**SOAL 1**
Menurut teks tentang kenaikan Yesus ke surga, pada tanggal berapa Ensiklik Laudato Si' genap berusia tujuh tahun?
**SOAL 2**
Sambung teks tentang kenaikan Yesus ke surga, dimulai tepat setelah kalimat terakhirnya.

**DOKUMEN**
--------
Setelah kenangan akan kebangkitan Yesus Kristus dari alam maut (Paskah), Yesus yang bangkit tidak lagi dikuasai oleh aspek-aspek duniawi dan manusiawi, maka Ia naik ke surga dalam kemuliaan. St. Lukas dalam The Acts of the Apostles, merefleksikan peristiwa tersebut secara singkat dan menulis, “terangkatlah Ia (= Yesus) disaksikan oleh mereka (= para murid Yesus), dan awan menutup-Nya dari pandangan mereka. Yesus ini, yang terangkat ke sorga meninggalkan kamu, akan datang kembali dengan cara yang sama seperti kamu melihat Dia naik ke sorga” (Acts 1:9, 11).
Kedua, kenaikan Yesus ke surga menyempurnakan karya penebusannya terhadap seluruh umat manusia tanpa diskriminasi, termasuk bagi keutuhan seluruh makhluk ciptaan. Di dalamnya terdapat realitas pengangkatan martabat kemanusiaan dan perawatan keutuhan ciptaan yang telah dipulihkan-Nya dengan kasih sayang dan kelembutan Ilahi. Terdapat interkoneksitas yang erat antara martabat kemanusiaan dan keutuhan ciptaan.
Martabat kemanusiaan
Interkoneksitas manusia dan ciptaan bahkan dengan Sang Pencipta – apa pun Sebutan-Nya – sudah sangat lama disadari oleh para mistikus dari berbagai kalangan agama. Mengacu pada refleksi Ali al-Khawas, seorang guru spiritual Islam abad pertengahan, kita bisa belajar betapa pentingnya agar kita tidak terlalu memisahkan makhluk-makhluk dunia dari pengalaman batiniah akan Allah.
Menurut al-Khawas prasangka tidak seharusnya membuat kita mengkritik mereka yang mencari ekstase dalam musik dan puisi. Ada `rahasia’ halus dalam setiap gerakan dan suara dari dunia ini. Keheningan batin dan kesucian jiwa mampu menangkap yang dikatakan angin yang bertiup, pohon yang bergoyang, air yang mengalir, lalat yang berdengung, pintu yang berderit, burung yang bernyanyi, atau dalam suara petikan senar alat musik, siulan seruling, desah orang sakit, erangan orang yang disiksa (Eva De Vitray- Meyerovitch [ed.], Anthologie du soufisme, Paris 1978:200; Adnan Mokrani, 2017).
Hebatnya lagi, refleksi al-Khawas diangkat pula oleh Paus Fransiskus dalam Ensiklik Laudato Si’, yang pada 24 Mei 2022, genap berusia tujuh tahun, sebagai sebuah ajaran moral sosial terkait dengan perawatan Bumi, rumah bersama. Terinspirasi puisi Sufistik al-Khawas, Paus Fransiskus menulis, alam semesta berkembang dalam Allah yang memenuhinya sepenuhnya. Ada makna mistis dalam sehelai daun, dalam sebuah lintasan alam, dalam embun, dalam wajah orang miskin. Idealnya bukan hanya bergerak dari luar ke dalam untuk menemukan tindakan Allah dalam jiwa, tetapi juga bisa menemukan-Nya dalam segala sesuatu (Laudato Si’/LS 233).
--------
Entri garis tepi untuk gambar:

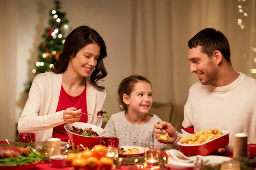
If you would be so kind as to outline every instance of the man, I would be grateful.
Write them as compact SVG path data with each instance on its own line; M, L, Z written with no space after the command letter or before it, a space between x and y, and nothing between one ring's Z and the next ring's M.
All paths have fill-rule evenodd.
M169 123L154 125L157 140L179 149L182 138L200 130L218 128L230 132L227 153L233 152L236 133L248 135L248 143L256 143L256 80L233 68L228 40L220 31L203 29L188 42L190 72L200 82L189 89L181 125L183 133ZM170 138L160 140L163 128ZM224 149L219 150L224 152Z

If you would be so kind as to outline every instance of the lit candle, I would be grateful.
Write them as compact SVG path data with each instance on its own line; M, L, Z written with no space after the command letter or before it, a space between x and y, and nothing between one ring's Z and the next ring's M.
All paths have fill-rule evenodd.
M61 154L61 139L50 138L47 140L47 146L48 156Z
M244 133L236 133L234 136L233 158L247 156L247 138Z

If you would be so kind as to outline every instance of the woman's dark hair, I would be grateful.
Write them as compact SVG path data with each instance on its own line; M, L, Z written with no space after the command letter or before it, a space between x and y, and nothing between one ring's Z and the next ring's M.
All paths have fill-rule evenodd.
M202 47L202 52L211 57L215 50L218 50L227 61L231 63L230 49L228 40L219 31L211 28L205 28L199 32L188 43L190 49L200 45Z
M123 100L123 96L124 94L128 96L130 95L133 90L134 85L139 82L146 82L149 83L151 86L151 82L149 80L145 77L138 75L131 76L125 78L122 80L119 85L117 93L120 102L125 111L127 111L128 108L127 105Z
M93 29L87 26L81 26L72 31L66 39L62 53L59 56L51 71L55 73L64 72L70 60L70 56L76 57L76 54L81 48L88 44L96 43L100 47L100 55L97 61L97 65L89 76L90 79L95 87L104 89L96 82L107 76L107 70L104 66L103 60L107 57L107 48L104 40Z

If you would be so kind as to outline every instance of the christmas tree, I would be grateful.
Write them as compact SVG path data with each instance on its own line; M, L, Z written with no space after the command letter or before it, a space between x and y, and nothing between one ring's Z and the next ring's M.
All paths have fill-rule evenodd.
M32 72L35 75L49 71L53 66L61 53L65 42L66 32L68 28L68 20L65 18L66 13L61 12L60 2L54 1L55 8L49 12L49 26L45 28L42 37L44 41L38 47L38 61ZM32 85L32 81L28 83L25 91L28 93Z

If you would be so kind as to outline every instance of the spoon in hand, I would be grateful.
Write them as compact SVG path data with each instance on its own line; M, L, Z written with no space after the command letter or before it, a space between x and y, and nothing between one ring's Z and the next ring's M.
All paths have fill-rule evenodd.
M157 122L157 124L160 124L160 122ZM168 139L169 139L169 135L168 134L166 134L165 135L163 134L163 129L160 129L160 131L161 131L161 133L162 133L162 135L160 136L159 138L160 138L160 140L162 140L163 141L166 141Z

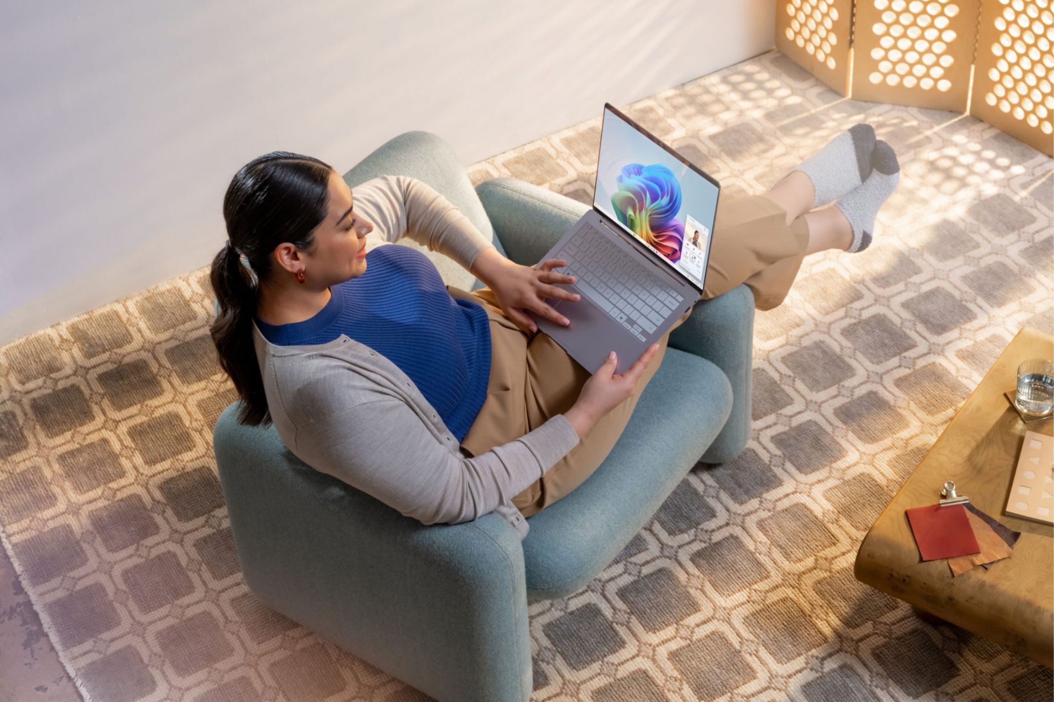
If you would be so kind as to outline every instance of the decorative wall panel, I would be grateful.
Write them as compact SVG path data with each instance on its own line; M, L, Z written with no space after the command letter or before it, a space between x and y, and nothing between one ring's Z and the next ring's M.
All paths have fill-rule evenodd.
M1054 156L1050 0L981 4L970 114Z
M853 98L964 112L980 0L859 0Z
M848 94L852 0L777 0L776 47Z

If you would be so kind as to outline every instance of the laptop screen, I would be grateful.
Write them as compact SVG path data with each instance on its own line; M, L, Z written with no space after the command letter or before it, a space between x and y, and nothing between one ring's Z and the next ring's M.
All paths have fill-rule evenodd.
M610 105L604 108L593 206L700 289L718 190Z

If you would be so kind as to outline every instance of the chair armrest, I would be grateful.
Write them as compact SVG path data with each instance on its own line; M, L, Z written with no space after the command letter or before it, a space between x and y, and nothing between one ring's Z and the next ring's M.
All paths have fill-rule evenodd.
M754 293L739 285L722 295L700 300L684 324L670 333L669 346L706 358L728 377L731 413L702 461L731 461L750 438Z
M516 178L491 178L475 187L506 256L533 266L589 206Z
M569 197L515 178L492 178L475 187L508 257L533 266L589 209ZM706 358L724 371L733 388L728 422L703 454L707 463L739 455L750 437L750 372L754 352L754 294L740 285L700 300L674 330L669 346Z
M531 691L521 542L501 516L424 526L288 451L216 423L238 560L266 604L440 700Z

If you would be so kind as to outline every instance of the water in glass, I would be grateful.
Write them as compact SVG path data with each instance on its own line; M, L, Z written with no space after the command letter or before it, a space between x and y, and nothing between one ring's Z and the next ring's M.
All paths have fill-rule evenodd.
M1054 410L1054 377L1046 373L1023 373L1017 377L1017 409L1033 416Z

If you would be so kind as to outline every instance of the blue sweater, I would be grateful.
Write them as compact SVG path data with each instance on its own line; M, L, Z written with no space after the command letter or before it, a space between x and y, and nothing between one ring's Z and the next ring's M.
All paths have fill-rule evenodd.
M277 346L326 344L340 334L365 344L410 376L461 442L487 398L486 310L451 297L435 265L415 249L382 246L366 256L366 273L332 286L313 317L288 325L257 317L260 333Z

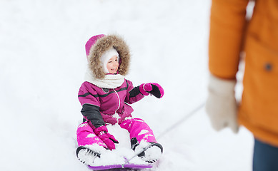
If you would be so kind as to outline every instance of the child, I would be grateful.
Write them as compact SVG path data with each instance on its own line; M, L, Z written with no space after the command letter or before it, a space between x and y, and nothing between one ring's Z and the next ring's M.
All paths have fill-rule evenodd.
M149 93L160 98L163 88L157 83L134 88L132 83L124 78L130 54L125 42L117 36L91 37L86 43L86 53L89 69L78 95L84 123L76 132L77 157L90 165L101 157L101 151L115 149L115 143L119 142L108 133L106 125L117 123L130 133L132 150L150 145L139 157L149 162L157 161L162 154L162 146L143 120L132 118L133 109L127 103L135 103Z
--------
**JAWABAN LATIHAN 1**
24 Mei 2022.

**JAWABAN LATIHAN 2**
Bahkan, gagasan al-Khawas tersebut disandingkan dengan ajaran St. Bonaventura yang menulis, bahwa setiap detil makhluk ciptaan membuat kontemplasi menjadi lebih sempurna. Kita pun kian merasakan efek daya rahmat ilahi dalam diri kita sendiri, hingga kita dapat belajar secara lebih baik lagi untuk menemukan Allah dalam segala makhluk ciptaan.
Termasuk pengalaman Yohanes dari Salib pun menarik untuk diperhitungkan demi menghargai martabat kemanusiaan yang terhubung dengan Tuhan dan ciptaan lainnya dengan hubungan mesra. Indahnya gunung-gemunung tak terpisahkan dari Sang Pencipta dan martabat manusia, hingga sang mistikus menulis,
“Gunung-gemunung tinggi, subur, luas, indah, anggun, berbunga dan harum. Gunung-gemunung ini – itulah Kekasihku bagiku. Lembah-lembah yang terpencil tenang, menyenangkan, sejuk dan teduh. Air jernih mengalir berkelimpahan di situ. Dengan keragaman vegetasinya dan lagu merdu burung-burung yang menghuninya, mereka mempesonakan dan menyegarkan indra. Dan dalam kesunyian dan keheningan, mereka memberikan kita kesegaran dan istirahat. Lembah-lembah ini – itulah Kekasihku bagiku” (LS 234).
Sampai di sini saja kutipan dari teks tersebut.